* _Document text_:
Categories
ChatGPT

The Art of Prompt Compression from Claude Shannon to LLMs

For about a year, I’ve been thinking about what compression looks like for an LLM prompt. Compression in computing is pretty well defined. But I was curious about how short a prompt can be while still having enough information to pull the right answer from the model. 

In order to understand compression in computing, we need to go back to the 1940s. Claude Shannon was trying to understand how to make information communication more efficient. He wanted to answer the question, “How much superfluous content could you squeeze out of the data and still have the same amount of information?” 

He came up with the idea of information entropy. Entropy measures the unpredictability or randomness in a set of data. When things are predictable or repeated, you can compress them. One method for doing this is Run-Length Encoding (RLE). RLE works by identifying sequences where the same data value occurs in many consecutive data elements. Instead of storing each element individually, RLE stores a single data value and a count of how many times it occurs. For example, consider a simple text with the sequence “AAAAAABBBCCDAAA.” Using RLE, this sequence would be compressed to “6A3B2C1D3A.” This means there are six ‘A’s, followed by three ‘B’s, two ‘C’s, one ‘D’, and three ‘A’s.

But there’s only so much you can compress without losing something. If you want to regenerate a whole file, you need all of that information. But say we just want to regenerate an image or a sound. There’s a whole lot of information in the computer file that we can’t see or hear. We can compress it even more if we throw some of this information away. This method, called lossy compression, is often used for multimedia files like images, audio, and video, where a perfect reproduction is not necessary. For example, JPEG images and MP3 audio files use lossy compression to reduce file sizes significantly, sacrificing some quality in the process.

So now let’s go a step further. Think about all of the information that’s stored in your brain. In your head is an enormous amount of data, stored in a highly efficient manner. Your brain filters out unnecessary details and retains what’s important, storing them in the neural network.

* _Activity list_:
(a) Answer these questions about the prompt compression article:
(i) To which decade must one go back to understand compression in computing?
(ii) What does Run-Length Encoding store in place of each element individually?
(iii) Which two file types are given as examples that use lossy compression?
(b) Write out the part of the prompt compression article that begins at the words "But there’s only" and ends after "in the process.", substituting "considerably" for "significantly".
The rows have no role in this work.

* _Data records_:

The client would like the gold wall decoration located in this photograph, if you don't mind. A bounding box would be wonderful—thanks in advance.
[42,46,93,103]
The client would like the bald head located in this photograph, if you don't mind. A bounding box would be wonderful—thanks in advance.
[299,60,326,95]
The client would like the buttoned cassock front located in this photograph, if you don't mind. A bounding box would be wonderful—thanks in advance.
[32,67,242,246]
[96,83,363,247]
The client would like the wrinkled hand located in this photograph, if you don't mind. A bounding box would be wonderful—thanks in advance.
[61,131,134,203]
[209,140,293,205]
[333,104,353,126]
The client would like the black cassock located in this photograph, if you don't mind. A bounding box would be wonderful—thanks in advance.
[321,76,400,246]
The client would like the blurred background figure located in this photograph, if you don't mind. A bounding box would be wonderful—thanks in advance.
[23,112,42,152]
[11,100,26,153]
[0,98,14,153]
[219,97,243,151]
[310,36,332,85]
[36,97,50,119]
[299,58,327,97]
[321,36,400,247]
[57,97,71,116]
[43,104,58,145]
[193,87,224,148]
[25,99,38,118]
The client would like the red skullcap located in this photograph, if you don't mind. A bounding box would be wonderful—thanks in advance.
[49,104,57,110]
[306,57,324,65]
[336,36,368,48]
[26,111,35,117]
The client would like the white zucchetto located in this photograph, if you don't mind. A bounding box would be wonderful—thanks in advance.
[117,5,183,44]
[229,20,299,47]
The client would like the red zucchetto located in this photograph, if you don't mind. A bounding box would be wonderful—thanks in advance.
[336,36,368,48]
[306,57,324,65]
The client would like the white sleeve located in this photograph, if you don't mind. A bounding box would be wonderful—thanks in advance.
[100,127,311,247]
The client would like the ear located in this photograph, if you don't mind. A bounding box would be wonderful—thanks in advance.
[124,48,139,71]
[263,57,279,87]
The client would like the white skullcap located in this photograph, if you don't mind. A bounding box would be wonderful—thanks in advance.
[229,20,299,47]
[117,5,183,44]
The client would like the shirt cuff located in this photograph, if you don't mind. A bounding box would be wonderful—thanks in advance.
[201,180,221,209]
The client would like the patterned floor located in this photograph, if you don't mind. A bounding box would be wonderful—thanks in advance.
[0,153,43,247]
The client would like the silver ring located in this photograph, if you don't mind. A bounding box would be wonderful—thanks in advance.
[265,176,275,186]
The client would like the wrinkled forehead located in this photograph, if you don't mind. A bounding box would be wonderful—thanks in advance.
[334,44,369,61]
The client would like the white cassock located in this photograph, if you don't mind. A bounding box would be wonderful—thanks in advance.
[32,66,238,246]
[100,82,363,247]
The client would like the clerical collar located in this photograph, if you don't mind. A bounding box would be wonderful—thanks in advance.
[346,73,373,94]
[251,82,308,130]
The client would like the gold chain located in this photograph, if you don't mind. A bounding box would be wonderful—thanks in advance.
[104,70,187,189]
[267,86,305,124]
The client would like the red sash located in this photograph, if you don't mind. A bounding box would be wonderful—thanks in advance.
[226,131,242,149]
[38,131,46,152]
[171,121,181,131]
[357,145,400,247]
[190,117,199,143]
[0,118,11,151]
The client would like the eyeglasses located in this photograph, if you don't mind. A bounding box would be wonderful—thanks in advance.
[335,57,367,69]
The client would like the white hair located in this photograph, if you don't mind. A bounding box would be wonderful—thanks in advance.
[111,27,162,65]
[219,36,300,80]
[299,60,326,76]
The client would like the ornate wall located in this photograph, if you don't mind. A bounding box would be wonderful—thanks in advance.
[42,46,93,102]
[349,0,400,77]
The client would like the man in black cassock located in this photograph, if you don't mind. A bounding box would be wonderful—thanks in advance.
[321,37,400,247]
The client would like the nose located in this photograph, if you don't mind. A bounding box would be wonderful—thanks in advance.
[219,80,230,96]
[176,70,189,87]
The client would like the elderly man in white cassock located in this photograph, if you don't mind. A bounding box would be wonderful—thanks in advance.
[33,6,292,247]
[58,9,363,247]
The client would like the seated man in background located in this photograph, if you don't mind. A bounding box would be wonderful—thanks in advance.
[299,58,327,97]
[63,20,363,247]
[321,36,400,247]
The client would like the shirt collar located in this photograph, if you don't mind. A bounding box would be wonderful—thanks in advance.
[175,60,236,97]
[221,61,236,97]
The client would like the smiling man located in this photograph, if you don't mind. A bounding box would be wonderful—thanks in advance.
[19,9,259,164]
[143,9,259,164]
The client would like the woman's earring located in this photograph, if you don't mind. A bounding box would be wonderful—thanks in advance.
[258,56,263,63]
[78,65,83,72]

* _Answers provided_:
(a)
(i) The 1940s.
(ii) A single data value and a count of how many times it occurs.
(iii) JPEG images and MP3 audio files.

(b)
But there’s only so much you can compress without losing something. If you want to regenerate a whole file, you need all of that information. But say we just want to regenerate an image or a sound. There’s a whole lot of information in the computer file that we can’t see or hear. We can compress it even more if we throw some of this information away. This method, called lossy compression, is often used for multimedia files like images, audio, and video, where a perfect reproduction is not necessary. For example, JPEG images and MP3 audio files use lossy compression to reduce file sizes considerably, sacrificing some quality in the process.